What the exercise asks
Set down exactly the lines in the records below that run from the line with "point: one pixel per instance, each like <point>270,498</point>." to the line with "point: one pixel per instance, each like <point>261,558</point>.", inclusive, and nothing more.

Supplied data
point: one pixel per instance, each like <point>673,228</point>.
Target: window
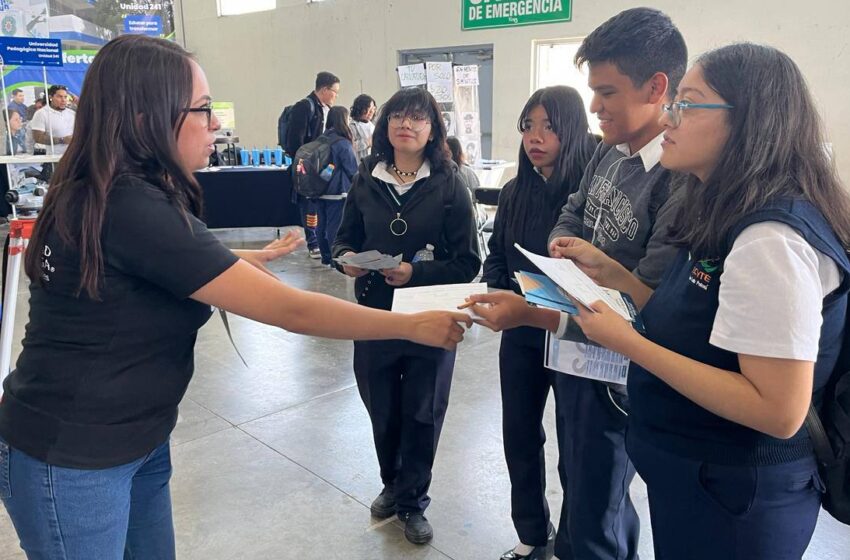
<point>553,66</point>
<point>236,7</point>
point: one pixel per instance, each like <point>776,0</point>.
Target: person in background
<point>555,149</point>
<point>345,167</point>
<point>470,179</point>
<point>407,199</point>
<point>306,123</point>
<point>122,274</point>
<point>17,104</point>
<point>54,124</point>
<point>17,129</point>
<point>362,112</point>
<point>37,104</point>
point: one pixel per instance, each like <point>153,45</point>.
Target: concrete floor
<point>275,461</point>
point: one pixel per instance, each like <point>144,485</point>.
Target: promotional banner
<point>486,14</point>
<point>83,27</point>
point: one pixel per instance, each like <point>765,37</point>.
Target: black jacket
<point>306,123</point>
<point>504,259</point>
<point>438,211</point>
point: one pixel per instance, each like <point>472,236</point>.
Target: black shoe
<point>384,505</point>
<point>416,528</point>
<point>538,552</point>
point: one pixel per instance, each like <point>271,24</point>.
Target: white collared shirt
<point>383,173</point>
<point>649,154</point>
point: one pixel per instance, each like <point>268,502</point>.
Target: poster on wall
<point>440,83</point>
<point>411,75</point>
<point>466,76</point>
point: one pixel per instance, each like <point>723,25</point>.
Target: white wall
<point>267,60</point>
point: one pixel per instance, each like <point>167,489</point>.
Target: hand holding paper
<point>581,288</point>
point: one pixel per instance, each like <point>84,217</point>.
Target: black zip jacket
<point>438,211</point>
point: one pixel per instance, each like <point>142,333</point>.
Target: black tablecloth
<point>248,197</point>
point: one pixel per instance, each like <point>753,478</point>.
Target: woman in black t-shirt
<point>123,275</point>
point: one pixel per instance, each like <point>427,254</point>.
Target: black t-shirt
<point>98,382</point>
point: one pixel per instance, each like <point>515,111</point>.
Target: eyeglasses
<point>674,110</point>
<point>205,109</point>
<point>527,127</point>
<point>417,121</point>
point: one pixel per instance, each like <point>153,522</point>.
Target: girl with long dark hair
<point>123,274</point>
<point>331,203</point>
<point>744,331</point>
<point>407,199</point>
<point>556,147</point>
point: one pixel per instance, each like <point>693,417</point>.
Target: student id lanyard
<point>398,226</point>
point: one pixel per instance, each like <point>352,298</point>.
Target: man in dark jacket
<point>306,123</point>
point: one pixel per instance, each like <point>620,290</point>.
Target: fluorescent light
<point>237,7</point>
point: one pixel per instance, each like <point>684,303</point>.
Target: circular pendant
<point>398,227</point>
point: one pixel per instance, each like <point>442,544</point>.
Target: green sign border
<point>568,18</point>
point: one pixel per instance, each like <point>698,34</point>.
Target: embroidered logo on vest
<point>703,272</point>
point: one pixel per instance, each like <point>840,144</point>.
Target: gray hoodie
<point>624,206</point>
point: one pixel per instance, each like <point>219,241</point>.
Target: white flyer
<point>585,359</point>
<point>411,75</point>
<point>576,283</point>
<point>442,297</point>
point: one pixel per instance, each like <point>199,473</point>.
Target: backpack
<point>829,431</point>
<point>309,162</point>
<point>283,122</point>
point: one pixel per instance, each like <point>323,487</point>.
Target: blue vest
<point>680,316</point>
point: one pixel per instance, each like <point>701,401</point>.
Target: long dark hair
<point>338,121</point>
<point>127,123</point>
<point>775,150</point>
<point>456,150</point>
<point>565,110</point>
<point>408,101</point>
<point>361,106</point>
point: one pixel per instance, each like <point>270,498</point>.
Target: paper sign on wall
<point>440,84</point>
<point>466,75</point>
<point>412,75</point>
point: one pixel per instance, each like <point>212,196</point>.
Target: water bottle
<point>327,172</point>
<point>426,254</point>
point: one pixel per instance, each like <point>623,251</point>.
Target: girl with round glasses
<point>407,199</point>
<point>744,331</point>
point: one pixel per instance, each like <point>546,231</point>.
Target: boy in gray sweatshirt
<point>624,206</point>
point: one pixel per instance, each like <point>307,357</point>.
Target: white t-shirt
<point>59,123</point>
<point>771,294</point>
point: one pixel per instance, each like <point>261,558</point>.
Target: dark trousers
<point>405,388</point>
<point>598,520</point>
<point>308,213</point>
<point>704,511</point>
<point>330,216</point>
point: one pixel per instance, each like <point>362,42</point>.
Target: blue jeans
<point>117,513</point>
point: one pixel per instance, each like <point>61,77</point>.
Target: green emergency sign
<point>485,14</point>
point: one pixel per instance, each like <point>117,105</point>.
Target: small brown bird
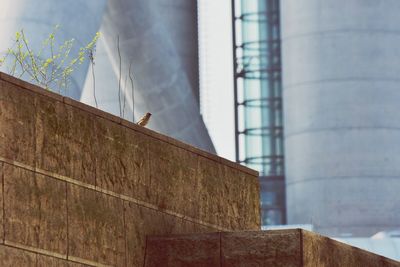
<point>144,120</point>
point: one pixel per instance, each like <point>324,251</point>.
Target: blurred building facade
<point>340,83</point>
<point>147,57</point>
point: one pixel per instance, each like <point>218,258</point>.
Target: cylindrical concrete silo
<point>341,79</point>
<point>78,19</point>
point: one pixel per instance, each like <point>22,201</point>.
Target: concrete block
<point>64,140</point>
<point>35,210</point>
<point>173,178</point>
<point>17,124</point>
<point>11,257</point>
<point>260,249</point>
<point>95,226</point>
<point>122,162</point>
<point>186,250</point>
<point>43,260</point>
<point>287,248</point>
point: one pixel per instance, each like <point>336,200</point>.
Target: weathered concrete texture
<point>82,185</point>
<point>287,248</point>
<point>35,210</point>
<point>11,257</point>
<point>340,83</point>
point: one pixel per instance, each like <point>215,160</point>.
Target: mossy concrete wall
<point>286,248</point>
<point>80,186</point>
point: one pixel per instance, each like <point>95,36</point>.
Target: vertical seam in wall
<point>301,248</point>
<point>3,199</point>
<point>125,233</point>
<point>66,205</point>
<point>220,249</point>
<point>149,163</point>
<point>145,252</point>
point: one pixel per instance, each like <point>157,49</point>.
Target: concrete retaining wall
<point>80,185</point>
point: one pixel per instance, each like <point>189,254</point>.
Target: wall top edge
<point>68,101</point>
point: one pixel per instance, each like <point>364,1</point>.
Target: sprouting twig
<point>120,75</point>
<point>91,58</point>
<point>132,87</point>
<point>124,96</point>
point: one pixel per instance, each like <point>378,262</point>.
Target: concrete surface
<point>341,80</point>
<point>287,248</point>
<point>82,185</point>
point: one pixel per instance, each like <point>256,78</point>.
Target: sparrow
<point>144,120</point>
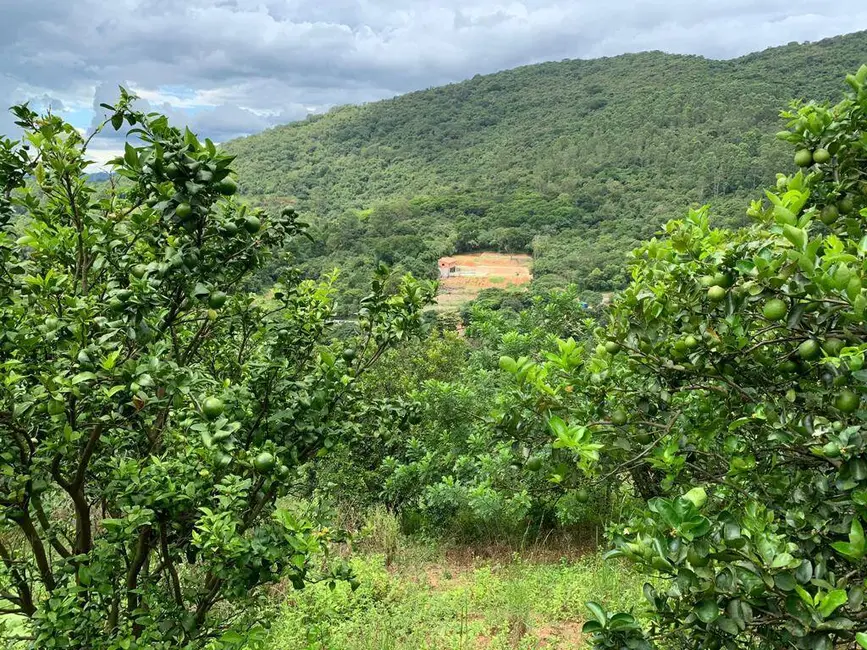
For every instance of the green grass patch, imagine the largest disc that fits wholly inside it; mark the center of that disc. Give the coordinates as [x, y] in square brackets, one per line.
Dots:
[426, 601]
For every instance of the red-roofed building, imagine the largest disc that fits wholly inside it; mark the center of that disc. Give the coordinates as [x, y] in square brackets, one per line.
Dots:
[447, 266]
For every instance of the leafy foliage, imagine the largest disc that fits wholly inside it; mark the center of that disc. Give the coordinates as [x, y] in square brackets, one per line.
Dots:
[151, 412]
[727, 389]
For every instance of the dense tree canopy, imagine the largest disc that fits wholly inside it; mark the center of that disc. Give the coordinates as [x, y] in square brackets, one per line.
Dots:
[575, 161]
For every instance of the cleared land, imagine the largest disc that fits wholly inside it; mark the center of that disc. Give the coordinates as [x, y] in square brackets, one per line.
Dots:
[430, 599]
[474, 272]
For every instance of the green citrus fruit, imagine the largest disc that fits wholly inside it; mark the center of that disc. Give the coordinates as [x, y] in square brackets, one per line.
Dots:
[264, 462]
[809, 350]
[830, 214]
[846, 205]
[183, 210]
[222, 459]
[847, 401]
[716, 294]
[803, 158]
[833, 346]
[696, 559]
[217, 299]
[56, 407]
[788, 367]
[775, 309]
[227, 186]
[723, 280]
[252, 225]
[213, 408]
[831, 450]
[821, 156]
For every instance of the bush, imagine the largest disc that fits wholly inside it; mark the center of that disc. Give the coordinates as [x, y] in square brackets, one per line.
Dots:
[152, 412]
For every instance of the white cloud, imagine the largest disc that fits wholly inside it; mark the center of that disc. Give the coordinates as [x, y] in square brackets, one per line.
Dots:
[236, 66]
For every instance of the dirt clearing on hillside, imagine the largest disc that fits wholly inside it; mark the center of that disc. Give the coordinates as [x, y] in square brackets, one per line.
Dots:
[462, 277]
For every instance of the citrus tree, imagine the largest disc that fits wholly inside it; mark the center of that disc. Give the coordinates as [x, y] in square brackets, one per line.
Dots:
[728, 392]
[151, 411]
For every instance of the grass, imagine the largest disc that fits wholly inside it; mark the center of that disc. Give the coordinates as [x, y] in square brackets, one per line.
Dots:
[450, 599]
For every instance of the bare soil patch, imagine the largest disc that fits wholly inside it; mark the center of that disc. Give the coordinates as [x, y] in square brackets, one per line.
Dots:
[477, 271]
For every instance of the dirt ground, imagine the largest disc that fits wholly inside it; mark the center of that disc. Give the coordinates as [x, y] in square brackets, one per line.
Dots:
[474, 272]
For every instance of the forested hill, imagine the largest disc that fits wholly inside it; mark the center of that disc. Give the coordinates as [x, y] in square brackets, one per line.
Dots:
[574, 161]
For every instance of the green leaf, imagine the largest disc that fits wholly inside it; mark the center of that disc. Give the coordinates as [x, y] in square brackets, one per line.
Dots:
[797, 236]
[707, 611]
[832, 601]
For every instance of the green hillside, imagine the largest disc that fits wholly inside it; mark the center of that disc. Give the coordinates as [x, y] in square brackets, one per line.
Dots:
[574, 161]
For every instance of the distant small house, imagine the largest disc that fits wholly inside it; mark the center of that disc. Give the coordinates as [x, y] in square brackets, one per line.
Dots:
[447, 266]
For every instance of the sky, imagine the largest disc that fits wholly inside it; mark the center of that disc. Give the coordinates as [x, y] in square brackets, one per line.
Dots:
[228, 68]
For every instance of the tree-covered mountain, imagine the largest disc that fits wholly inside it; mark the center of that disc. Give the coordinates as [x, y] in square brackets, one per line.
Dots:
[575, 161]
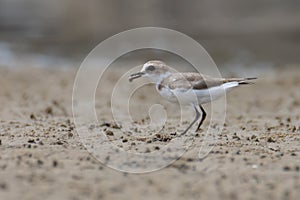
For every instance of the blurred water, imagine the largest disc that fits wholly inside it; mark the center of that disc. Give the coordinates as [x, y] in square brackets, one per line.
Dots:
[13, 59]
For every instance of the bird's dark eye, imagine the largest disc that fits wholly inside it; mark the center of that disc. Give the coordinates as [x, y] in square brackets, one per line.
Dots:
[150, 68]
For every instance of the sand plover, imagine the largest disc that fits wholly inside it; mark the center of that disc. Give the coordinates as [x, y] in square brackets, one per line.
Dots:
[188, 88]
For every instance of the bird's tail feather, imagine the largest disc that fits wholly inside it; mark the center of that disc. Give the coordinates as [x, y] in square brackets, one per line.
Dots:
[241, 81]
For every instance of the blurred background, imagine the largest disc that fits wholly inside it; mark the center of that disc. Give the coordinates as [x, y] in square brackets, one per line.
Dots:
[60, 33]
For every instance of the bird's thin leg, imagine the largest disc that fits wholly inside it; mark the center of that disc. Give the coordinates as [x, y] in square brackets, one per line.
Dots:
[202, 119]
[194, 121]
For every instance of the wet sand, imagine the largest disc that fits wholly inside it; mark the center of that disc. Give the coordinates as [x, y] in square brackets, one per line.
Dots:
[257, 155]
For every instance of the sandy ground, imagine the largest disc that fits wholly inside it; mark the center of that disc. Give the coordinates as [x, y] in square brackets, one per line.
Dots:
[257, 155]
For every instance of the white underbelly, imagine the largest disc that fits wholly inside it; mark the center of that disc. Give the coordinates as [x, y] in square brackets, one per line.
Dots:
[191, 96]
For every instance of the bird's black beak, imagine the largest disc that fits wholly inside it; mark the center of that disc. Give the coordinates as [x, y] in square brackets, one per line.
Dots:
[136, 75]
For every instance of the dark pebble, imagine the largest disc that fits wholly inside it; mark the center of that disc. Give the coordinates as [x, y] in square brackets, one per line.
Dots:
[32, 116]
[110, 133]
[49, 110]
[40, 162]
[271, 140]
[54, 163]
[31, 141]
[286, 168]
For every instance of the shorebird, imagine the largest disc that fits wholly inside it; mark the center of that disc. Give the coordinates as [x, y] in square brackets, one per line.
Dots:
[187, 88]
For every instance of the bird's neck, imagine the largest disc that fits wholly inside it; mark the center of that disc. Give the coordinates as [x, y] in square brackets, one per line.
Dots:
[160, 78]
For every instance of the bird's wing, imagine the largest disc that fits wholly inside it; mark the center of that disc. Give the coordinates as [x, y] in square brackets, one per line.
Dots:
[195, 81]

Reply
point: one pixel per instance, each like <point>270,498</point>.
Target: paper sign on wall
<point>440,84</point>
<point>466,75</point>
<point>412,75</point>
point: one pixel per instance, each like <point>212,196</point>.
Target: water bottle
<point>327,172</point>
<point>426,254</point>
point: one pixel per instance, each like <point>623,251</point>.
Target: girl with round glasses
<point>407,199</point>
<point>744,331</point>
point: one pixel per instance, each like <point>546,231</point>.
Target: boy in gray sweatshirt
<point>624,206</point>
point: one pixel per instance, each like <point>307,357</point>.
Target: white t-shirt
<point>59,123</point>
<point>771,294</point>
point: one pixel per instance, each like <point>261,558</point>.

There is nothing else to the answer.